In 1937 ontwierp de Glenn L. Martin Company een opvolger van de Martin P3M. Deze laatste vliegboot was in feite een Consolidated P2Y, maar Glenn Martin had de opdracht gekregen deze toestellen te bouwen en introduceerde de benaming Martin P3M. Glenn Martin nam dit toestel als basis voor de verdere ontwikkeling. Op 30 juni 1937 kreeg het een order voor de bouw van een prototype, de XPBM-1 (Experimental Patrol Bomber Martin-1). De XPBM-1 vloog op 18 februari 1939 voor het eerst, maar op 28 december 1937 kreeg Glenn Martin reeds de eerste order voor 21 PBM-1 vliegtuigen.

→ **Informatie toepassen**:
(a) Beantwoord aan de hand van de tekst over de Martin-vliegboot de volgende vragen:
(i) Welke benaming voerde Glenn Martin in voor de Consolidated P2Y die het bedrijf mocht bouwen?
(ii) Op welke datum ontving het bedrijf de order voor de bouw van het prototype XPBM-1?
(iii) Hoeveel PBM-1-vliegtuigen omvatte de eerste order?
(b) Geef uit de tekst over de Martin-vliegboot het gedeelte van "In 1937 ontwierp" tot en met "21 PBM-1 vliegtuigen." letterlijk weer.

→ **Bronmateriaal**:
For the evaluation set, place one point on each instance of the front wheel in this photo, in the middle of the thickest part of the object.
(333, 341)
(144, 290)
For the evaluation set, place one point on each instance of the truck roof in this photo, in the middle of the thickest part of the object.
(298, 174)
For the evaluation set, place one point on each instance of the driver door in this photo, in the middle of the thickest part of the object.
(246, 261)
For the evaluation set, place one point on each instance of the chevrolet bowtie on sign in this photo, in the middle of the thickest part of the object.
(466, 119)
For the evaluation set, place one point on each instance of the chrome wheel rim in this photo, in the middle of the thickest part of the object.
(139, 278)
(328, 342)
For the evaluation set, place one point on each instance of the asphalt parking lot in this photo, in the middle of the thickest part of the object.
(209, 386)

→ **Antwoordenlijst**:
(a)
(i) Martin P3M
(ii) 30 juni 1937
(iii) 21

(b)
In 1937 ontwierp de Glenn L. Martin Company een opvolger van de Martin P3M. Deze laatste vliegboot was in feite een Consolidated P2Y, maar Glenn Martin had de opdracht gekregen deze toestellen te bouwen en introduceerde de benaming Martin P3M. Glenn Martin nam dit toestel als basis voor de verdere ontwikkeling. Op 30 juni 1937 kreeg het een order voor de bouw van een prototype, de XPBM-1 (Experimental Patrol Bomber Martin-1). De XPBM-1 vloog op 18 februari 1939 voor het eerst, maar op 28 december 1937 kreeg Glenn Martin reeds de eerste order voor 21 PBM-1 vliegtuigen.